+++ EXTRACTED DATA +++

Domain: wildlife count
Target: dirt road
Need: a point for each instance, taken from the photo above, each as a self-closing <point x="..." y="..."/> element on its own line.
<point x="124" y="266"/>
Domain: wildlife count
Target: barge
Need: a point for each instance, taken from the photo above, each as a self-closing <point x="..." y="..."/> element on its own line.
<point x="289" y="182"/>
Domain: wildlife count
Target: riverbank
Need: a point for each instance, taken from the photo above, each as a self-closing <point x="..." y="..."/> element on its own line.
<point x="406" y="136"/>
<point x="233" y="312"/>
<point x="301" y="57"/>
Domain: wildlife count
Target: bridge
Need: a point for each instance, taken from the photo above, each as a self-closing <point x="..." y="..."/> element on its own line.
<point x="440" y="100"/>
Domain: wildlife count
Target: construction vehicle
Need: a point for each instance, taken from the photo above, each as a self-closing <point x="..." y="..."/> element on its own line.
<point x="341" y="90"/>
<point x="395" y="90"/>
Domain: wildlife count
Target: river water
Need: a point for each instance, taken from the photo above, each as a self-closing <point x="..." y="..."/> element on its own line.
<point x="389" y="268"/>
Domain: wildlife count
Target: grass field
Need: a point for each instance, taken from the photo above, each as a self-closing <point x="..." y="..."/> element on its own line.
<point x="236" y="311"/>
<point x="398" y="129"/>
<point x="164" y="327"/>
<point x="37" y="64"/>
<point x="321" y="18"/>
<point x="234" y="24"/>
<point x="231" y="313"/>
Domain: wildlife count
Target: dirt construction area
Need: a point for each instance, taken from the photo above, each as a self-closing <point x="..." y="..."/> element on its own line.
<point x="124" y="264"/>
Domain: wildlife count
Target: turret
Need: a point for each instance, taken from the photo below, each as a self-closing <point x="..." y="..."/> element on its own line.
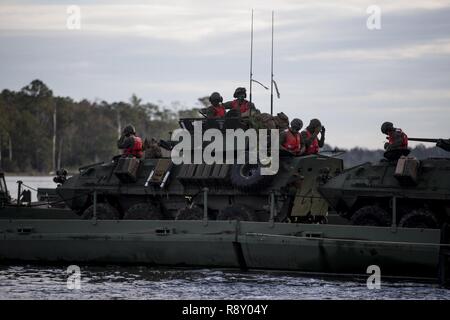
<point x="440" y="143"/>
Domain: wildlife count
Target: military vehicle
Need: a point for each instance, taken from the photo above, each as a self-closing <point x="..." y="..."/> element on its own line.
<point x="404" y="192"/>
<point x="4" y="195"/>
<point x="156" y="188"/>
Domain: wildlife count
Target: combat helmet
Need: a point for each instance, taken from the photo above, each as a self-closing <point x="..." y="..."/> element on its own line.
<point x="387" y="126"/>
<point x="129" y="129"/>
<point x="296" y="125"/>
<point x="314" y="123"/>
<point x="240" y="91"/>
<point x="216" y="97"/>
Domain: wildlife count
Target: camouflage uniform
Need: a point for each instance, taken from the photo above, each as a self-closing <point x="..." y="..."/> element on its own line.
<point x="309" y="137"/>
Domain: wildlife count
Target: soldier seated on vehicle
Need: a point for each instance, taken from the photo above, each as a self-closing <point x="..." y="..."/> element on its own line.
<point x="130" y="143"/>
<point x="152" y="149"/>
<point x="290" y="139"/>
<point x="397" y="144"/>
<point x="240" y="103"/>
<point x="309" y="139"/>
<point x="216" y="109"/>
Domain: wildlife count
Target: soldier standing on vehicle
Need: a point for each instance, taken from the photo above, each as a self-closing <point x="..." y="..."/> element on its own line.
<point x="216" y="109"/>
<point x="240" y="103"/>
<point x="397" y="139"/>
<point x="397" y="144"/>
<point x="290" y="138"/>
<point x="309" y="138"/>
<point x="130" y="143"/>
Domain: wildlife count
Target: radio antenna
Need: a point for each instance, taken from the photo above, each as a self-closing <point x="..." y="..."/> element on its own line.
<point x="271" y="74"/>
<point x="251" y="60"/>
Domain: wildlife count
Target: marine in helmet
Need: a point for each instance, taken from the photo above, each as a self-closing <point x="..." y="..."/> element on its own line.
<point x="216" y="109"/>
<point x="240" y="103"/>
<point x="309" y="139"/>
<point x="130" y="143"/>
<point x="290" y="139"/>
<point x="397" y="144"/>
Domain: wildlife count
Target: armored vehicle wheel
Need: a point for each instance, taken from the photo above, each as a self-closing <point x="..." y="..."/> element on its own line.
<point x="419" y="218"/>
<point x="104" y="212"/>
<point x="240" y="212"/>
<point x="143" y="211"/>
<point x="194" y="213"/>
<point x="371" y="216"/>
<point x="248" y="177"/>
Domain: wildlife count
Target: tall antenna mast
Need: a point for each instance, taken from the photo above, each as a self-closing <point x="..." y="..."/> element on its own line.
<point x="271" y="74"/>
<point x="251" y="59"/>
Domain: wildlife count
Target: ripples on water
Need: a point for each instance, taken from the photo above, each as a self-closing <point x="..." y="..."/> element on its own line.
<point x="35" y="282"/>
<point x="114" y="282"/>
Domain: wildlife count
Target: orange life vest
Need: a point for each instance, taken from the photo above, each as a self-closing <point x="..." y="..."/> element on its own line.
<point x="244" y="107"/>
<point x="404" y="144"/>
<point x="292" y="142"/>
<point x="219" y="112"/>
<point x="314" y="146"/>
<point x="136" y="149"/>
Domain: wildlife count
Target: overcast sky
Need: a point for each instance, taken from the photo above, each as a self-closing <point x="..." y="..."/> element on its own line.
<point x="328" y="64"/>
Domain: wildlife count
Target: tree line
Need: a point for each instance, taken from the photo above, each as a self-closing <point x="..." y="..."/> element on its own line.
<point x="86" y="131"/>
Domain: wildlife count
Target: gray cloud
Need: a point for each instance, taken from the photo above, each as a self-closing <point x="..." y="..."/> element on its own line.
<point x="327" y="64"/>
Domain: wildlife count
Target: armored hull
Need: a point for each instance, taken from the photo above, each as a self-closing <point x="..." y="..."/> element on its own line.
<point x="224" y="244"/>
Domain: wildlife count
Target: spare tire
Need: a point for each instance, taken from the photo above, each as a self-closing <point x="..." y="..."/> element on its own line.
<point x="104" y="212"/>
<point x="194" y="213"/>
<point x="248" y="177"/>
<point x="237" y="212"/>
<point x="143" y="211"/>
<point x="419" y="218"/>
<point x="371" y="216"/>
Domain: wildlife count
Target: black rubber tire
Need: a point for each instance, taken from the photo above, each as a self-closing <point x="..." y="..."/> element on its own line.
<point x="104" y="212"/>
<point x="371" y="216"/>
<point x="248" y="177"/>
<point x="239" y="212"/>
<point x="419" y="218"/>
<point x="143" y="211"/>
<point x="194" y="213"/>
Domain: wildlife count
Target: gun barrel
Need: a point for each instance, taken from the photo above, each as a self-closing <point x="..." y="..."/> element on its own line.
<point x="423" y="140"/>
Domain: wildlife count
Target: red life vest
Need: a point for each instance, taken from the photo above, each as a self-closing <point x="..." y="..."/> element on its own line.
<point x="244" y="107"/>
<point x="292" y="142"/>
<point x="314" y="146"/>
<point x="219" y="112"/>
<point x="404" y="144"/>
<point x="136" y="149"/>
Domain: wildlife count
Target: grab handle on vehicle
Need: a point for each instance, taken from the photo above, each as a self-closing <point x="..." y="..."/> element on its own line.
<point x="25" y="230"/>
<point x="163" y="231"/>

+++

| WORK TO COMPLETE |
Lines containing the word "armored" are to be pulled from the records and copied.

| RESPONSE BOX |
Target: armored vehicle wheel
Target: armored hull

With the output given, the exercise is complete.